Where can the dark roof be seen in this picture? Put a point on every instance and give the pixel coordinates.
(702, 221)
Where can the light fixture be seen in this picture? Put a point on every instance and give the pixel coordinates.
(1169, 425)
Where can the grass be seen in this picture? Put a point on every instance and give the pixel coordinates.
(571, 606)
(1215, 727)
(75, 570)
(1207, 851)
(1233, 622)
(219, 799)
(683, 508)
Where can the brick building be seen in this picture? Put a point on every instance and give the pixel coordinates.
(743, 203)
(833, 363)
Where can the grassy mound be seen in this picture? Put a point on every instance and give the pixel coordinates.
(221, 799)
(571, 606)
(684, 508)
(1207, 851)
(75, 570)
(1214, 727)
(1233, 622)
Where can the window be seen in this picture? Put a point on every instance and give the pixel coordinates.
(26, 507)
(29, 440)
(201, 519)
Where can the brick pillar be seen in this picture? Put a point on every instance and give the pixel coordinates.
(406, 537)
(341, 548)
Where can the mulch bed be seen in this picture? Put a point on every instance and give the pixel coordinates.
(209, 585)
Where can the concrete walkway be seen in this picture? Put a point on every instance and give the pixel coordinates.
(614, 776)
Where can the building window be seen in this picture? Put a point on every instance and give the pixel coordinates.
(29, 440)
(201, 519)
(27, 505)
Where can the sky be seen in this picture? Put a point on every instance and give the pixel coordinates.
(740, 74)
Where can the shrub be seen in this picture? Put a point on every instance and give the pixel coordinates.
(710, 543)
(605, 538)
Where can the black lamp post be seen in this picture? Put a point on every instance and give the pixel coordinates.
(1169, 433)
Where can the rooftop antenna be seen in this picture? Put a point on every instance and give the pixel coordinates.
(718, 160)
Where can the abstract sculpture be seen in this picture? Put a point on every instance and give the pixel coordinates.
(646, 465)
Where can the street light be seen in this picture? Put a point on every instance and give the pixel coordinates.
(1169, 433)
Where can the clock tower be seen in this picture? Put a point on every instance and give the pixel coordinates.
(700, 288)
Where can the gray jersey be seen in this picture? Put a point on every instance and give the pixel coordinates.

★ ★ ★ ★ ★

[Requirement] Rewrite all the records above with "Put a point on" changed to "Mark" wherever it occurs, keeping every other word unchanged.

[Answer]
Where can the dark roof be seen in this picture? Mark every instance and give the pixel coordinates.
(702, 221)
Where can the light fixture be seen in this picture? Mark every instance and give the pixel coordinates.
(1169, 425)
Where can the grass be seen in this picture? Mark every instance and give the pixel coordinates.
(571, 606)
(1215, 727)
(75, 570)
(1207, 851)
(1233, 622)
(219, 799)
(683, 508)
Where can the brick building be seen in this picture? Mark every instance and give the pixel coordinates.
(743, 203)
(833, 363)
Where can the grassy mound be seen in this picture? Mark every instance and give the pixel coordinates.
(221, 799)
(571, 606)
(684, 508)
(1207, 851)
(75, 570)
(1214, 727)
(1233, 622)
Where can the window be seen in this picture? Mark every instance and give the pixel coordinates.
(26, 507)
(29, 440)
(201, 519)
Where can the brick pillar be seen in this picture? Mark every instance and give the pixel coordinates.
(406, 537)
(341, 548)
Where can the mulch bed be seen in this picture? Mark every instance and give the pixel coordinates.
(209, 585)
Where can the concrete walkway be seen in this picture? Mark every instance and give the pixel coordinates.
(614, 776)
Where can the building window be seen in this picture? Mark every instance and give the pixel coordinates.
(29, 440)
(201, 519)
(27, 505)
Where can the sky be seen in this picture? Mark every instance and give the pixel coordinates.
(740, 74)
Where can the shrub be seen in this picture? Mark every instance and give the pixel coordinates.
(710, 543)
(605, 538)
Where can the black lamp post be seen in this picture? Mark every instance and give the pixel coordinates.
(1169, 433)
Where can the rooftop antenna be seen in this picture? Mark every instance and give the pixel coordinates.
(718, 160)
Where can the abstract sculpture be seen in this picture? Mark every instance and give the pixel coordinates.
(646, 465)
Where can the street light be seen in this picture? Mark every instance and give the pixel coordinates.
(1169, 433)
Where can the clock tower be seen in this picture? Mark every instance and give the pixel coordinates.
(700, 288)
Where can the gray jersey be seen in this picture? Mark every instance and give the pixel coordinates.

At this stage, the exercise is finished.